> Problem statement
Reproduce the passage of the blog post on choice below from "Ollie's Barbecue or" to "infamous shower posts...)", word for word.

-- Passage given start --

Thursday, August 2, 2012

Ollie's Barbecue or Choice

Now when I started thinking about the topic of “choice” this morning, my head was in a different space about a different topic.  And at some point, I really want to get back to my original thoughts and write a post about that.  (And yes, this is one of my infamous shower posts...)

For those of you who might not make it to the end, I'll give you a spoiler alert - our true choice in this and many matters is to choose to respect each other.  Seems like an easy choice to make. 

I tend not to be too political, and I’ve already promised you that you won’t find many political posts on here except that as they may apply to the “human condition”.  (Nice broad vague catch-all, since all politics, at some level, apply to the human condition, or could be interpreted as such).  If you look, though, over there at that my 'tags' you'll see that "politics" is quite small.  But my intent, shall we say, is to bring “political” issues in NOT because they are political hot-button issues, but because the issue has something valuable to observe.  I have written early on, although many of you have yet to read this post (since the stats show only one view as of this posting), that I am neither politically correct nor politically incorrect.  I'm bound to offend someone!  You may want to begin reading that post before you dive into this one (and, no, I'm not just shamefully trying to up my stats - that's just an added bonus! ;) )

Now, if I had titled this just “Choice” as I originally thought to, and once you realized this might be political, your first thought might be that this would be a post about abortion.  And believe me, while not my originating thoughts, it is one area where my thoughts wandered this morning in the shower about what to write and how to compose this message.

And so I’ll spend a moment – a few paragraphs – clarifying my stance on the issue of abortion, and then we can move on.  I am a pro-life pro-choicer.  I believe that woman should be able to make a choice about their own bodies, but I hope that they choose to bring the life into this world.  Although this world *is* heavily over-populated.  What I would like, though, is for there to be more choices for someone who chooses to carry to term.  I’d like there to be less stigma attached to giving up one’s baby given that there are so many wonderful people out there who would like to be parents and who are looking to adopt.  I’d like there to be more options in finding support for raising a baby they choose to raise.  I’d like the anti-abortionists, then, to really reflect on the serenity prayer and put their energy and their money towards creating positive solutions and positive choices.  While we would love every pregnancy to be wanted and the news to be received with joy, this will never happen.  Even many parents who choose to have their children, sadly, don’t necessarily look with joy upon their new arrival.  (That’s a whole other sad scenario).

-- Passage given end --
-- Data lines start --

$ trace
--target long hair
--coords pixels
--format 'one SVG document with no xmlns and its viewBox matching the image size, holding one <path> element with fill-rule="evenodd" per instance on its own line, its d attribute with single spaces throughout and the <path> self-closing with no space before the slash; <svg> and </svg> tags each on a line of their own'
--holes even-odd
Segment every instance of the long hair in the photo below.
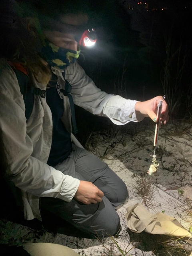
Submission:
<svg viewBox="0 0 192 256">
<path fill-rule="evenodd" d="M 48 22 L 52 24 L 58 21 L 61 15 L 84 12 L 87 10 L 84 2 L 3 0 L 0 15 L 0 57 L 21 64 L 29 76 L 47 84 L 51 77 L 50 70 L 37 49 L 43 26 Z M 30 17 L 36 21 L 36 38 L 27 28 L 27 18 Z"/>
</svg>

-- Data lines end --

> Response for this exercise
Ollie's Barbecue or Choice

Now when I started thinking about the topic of “choice” this morning, my head was in a different space about a different topic.  And at some point, I really want to get back to my original thoughts and write a post about that.  (And yes, this is one of my infamous shower posts...)